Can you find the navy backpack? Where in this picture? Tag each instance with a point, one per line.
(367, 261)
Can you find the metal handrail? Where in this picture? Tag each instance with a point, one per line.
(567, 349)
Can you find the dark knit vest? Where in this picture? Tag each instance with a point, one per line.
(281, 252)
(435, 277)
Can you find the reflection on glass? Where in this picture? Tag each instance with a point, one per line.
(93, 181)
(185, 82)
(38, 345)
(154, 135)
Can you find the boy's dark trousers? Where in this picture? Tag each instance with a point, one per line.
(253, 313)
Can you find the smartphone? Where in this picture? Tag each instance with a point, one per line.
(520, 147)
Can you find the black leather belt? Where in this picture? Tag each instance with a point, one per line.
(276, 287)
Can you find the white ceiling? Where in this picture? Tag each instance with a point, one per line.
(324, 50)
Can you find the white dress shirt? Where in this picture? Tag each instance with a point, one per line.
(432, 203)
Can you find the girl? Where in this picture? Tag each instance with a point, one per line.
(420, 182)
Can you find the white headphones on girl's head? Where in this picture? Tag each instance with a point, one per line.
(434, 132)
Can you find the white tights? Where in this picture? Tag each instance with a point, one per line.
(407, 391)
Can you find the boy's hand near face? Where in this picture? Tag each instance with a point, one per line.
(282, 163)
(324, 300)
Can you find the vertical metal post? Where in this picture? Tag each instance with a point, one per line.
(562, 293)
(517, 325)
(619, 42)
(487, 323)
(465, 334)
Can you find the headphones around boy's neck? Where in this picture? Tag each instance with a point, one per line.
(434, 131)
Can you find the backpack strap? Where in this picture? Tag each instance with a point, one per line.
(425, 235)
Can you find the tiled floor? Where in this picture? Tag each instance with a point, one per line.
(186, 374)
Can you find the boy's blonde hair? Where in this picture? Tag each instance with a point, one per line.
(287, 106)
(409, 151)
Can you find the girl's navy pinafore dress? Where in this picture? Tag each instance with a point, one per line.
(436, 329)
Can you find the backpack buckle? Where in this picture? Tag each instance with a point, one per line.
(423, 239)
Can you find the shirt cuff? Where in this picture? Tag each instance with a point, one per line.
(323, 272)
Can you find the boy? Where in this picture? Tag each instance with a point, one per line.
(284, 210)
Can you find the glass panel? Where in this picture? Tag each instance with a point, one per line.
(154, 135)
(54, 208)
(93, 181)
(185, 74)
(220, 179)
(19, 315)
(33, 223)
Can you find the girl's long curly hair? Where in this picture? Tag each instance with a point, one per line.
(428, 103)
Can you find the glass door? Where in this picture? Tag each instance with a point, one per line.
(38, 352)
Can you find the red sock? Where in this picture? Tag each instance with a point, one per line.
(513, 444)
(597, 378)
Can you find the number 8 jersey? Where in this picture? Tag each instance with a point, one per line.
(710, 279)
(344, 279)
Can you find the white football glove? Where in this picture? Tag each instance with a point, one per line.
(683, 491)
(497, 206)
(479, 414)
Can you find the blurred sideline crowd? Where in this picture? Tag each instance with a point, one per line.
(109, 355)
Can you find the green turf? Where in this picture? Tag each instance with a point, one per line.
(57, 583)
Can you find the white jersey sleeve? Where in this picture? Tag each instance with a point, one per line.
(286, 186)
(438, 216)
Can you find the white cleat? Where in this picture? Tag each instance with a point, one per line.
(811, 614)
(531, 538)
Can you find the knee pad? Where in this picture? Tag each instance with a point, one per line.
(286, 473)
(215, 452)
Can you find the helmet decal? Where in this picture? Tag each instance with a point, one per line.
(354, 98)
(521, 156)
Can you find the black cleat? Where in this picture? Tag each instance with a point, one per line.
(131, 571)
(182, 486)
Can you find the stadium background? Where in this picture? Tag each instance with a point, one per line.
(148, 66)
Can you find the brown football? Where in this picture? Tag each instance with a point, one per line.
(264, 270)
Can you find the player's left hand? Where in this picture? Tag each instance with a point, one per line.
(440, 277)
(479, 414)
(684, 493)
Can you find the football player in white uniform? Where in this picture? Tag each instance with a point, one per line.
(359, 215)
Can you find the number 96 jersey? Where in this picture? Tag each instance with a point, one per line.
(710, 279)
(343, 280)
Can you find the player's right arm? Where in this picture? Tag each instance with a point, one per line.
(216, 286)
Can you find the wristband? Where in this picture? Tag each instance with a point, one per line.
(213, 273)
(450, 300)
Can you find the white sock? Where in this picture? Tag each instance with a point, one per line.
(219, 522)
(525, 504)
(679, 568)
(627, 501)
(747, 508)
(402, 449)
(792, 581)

■ ■ ■ ■

**THE PROBLEM:** Reproduce the stretch from the line containing "Can you find the stadium" through the end of the records, keeping every line and increasing each coordinate value in the answers by 37.

**EXERCISE RESPONSE:**
Can you find the stadium background? Where in this picture? Tag each instance with a point, one per line.
(185, 103)
Can you find the brown football? Where in this picture? Tag each instance with a point, one per line.
(301, 307)
Can you find the player's left hand? Where in this picture? Tag each instance with a point, one per line.
(477, 314)
(516, 451)
(721, 530)
Can you find the football player in white uniform? Where in this picture? Tag each instance with a point, one per line.
(396, 252)
Can you find the number 96 jersey? Where in this picture? Tag each instance with a point, one per line.
(747, 316)
(380, 317)
Can you find the player's right arm? Where in this picture? Tag each instance with a point, one per line.
(253, 323)
Can you find the wristband? Where in this picture? Tag each instance with a point, one per line.
(250, 310)
(487, 337)
Can you find the white sock? Where in this picture? Tag each instance with a point, one per line.
(256, 559)
(562, 541)
(716, 605)
(664, 538)
(784, 545)
(439, 486)
(829, 618)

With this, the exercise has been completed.